--- What you need to do ---
Reproduce the passage of the post below from "Osama's still on" up to and including "200 billion mark.", keeping every word and mark unchanged.

--- Excerpt to read ---
+---+

I've never seen anything like it.
15 out of 19 of the 9-11 hijackers are Saudis, right? "Saddam, Saddam. Saddam"
Osama's still on the loose, right? "Bill Clinton had a chance to get him and he didn't."
Tom Delay is indicted... twice, right? "The prosecutor is a political lackey."
Bill Frist is under investigation for insider trading, right? "He has every right to protect his investments."
Bush said that ANY member of his administration who was involved in ANY way in the Valerie Plame debacle would be immediately removed, right? "He hasn't been convicted of a crime." (yet)
On and on and on.
And on.
Oh, look at the "Cost of the War" ticker up to the right. We passed the 200 billion mark.
I was playing with that figure.
Let's see, that would be enough to fund the Apollo Space program from the sixties eight times (adjusted for inflation), or buy 20 million people ten thousand dollar cars - or completely fund a twenty year project to allow the U.S. to quit depending on the Oil from the Middle East at all, or oil as our main fuel at all.
Saddam is in jail though... so we've got that going for us. Nothing else has been gained that anyone can point to with pride, but, we do have that. Oh, plus those really cool playing cards they were selling for a while, and, I forgot, the magnetic ribbon business is through the roof!
Plus, we've got that new term in the language for reporters on the scene... "embedded."
Maybe I'm wrong about nothing good having come out of this! I hear the Iraqi mortuary business is just booming!
I'm going to send everyone to a web site and encourage anyone who likes wonderful music to purchase my kid's band's new C.D.
They are very very good.
The band is made up of my son Ryan, who plays keys, does vocals and is the principle writer. Now, I don't want to brag more than is expected or necessary, but this is one incredible composer. His musicianship has been developing steadily for about 20 years now, and at 27, he's written scores for three movies, his first solo c.d. - eleven years ago now - and now two c.d.'s with Eyestrings, plus dozens upon dozens of songs, most of which are more than just "fun" to listen to. He was a creative writing major in college, and when I read his lyrics, I sometimes feel I shouldn't bother ever trying to put two sentences together again, because I know I'll never come close to writing lines anywhere near as clever, touching, witty, and sometimes, powerful.
Alan, who plays lead guitar and has been a close friend of my son's for at least fifteen years. They've collaborated on projects for over a decade. Alan did a stint in L.A. a few years ago playing with some talented people and studying with some top-notch musicians.

+---+

--- Supplied data ---
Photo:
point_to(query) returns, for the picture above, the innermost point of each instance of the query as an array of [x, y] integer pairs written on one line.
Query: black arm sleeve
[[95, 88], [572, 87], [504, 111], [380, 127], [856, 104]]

+---+

--- Task solution ---
Osama's still on the loose, right? "Bill Clinton had a chance to get him and he didn't."
Tom Delay is indicted... twice, right? "The prosecutor is a political lackey."
Bill Frist is under investigation for insider trading, right? "He has every right to protect his investments."
Bush said that ANY member of his administration who was involved in ANY way in the Valerie Plame debacle would be immediately removed, right? "He hasn't been convicted of a crime." (yet)
On and on and on.
And on.
Oh, look at the "Cost of the War" ticker up to the right. We passed the 200 billion mark.